[Collected data]
>> start

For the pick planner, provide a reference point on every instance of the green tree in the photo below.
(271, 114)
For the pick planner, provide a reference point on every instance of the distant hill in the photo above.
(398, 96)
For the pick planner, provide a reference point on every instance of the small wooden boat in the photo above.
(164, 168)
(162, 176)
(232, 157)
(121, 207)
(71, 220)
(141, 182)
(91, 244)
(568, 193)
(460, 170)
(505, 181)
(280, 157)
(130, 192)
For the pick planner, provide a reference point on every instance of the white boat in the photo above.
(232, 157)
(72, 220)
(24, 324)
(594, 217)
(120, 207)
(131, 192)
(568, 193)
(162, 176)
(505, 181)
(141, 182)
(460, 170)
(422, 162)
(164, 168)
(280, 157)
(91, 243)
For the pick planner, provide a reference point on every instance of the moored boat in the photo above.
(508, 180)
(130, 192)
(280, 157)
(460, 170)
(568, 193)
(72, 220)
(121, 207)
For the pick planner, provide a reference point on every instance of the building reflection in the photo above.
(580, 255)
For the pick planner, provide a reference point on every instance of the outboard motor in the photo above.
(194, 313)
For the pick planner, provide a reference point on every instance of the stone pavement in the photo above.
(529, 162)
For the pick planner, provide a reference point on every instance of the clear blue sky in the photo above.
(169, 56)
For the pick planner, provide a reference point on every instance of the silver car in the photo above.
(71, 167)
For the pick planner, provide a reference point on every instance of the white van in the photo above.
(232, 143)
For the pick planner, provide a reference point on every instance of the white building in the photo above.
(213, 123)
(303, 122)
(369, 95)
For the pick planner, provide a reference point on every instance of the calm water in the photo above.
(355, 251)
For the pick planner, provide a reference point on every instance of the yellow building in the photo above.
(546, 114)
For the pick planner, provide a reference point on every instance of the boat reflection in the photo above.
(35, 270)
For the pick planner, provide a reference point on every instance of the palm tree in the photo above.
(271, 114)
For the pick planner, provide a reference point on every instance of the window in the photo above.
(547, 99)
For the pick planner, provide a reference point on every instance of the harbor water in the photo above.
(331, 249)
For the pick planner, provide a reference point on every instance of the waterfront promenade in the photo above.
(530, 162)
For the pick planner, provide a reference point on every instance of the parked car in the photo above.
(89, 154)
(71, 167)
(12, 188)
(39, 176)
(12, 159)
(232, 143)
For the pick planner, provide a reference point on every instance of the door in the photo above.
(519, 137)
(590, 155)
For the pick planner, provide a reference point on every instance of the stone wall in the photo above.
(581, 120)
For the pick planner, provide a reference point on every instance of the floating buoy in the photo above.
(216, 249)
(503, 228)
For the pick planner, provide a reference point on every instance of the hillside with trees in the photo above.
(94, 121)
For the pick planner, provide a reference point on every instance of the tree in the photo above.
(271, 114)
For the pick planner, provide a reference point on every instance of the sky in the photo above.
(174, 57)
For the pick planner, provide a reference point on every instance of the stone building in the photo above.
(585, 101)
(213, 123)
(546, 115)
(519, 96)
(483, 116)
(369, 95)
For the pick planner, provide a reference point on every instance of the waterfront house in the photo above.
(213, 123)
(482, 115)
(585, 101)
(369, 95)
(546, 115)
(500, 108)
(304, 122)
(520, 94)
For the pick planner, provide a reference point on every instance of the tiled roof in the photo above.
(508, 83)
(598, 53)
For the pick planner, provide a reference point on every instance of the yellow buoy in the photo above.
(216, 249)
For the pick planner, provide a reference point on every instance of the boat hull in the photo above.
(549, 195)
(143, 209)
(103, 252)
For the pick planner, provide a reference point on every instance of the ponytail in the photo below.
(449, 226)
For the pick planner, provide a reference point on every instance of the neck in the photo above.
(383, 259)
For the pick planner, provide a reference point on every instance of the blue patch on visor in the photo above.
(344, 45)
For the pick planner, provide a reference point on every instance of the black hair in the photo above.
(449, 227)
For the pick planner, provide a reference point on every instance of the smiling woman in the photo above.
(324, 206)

>> end

• Task goal: Rescale the data starting at the line containing "roof in the photo above." and ending at the last line of the data, reproducing every line in that span and multiplying each coordinate in the answers by 1.65. Round each result to a whole number, with halves rounded up, and leave all other text unchanged.

• Finished answer:
For the pick planner, provide a reference point on every instance of the tiled roof in the photo above.
(838, 137)
(987, 87)
For the pick planner, provide a reference point on every instance of the yellow buoy in the photo above.
(356, 411)
For the pick planner, provide a reference point on every instance of the boat hull in the photo above.
(906, 322)
(236, 345)
(170, 416)
For the pick planner, provide a reference point on every instance of the ponytail in the photo below.
(741, 373)
For the pick planner, provide a reference point on every instance of the neck in the photo above.
(632, 427)
For the pick planner, provide a reference point on every instance of the blue patch on visor in the photo above.
(568, 74)
For the pick planner, provide a reference point on every instance of the black hair in the photo above.
(741, 375)
For the pick planner, provide a reference point on every instance of the smiling woman in the photo above.
(535, 340)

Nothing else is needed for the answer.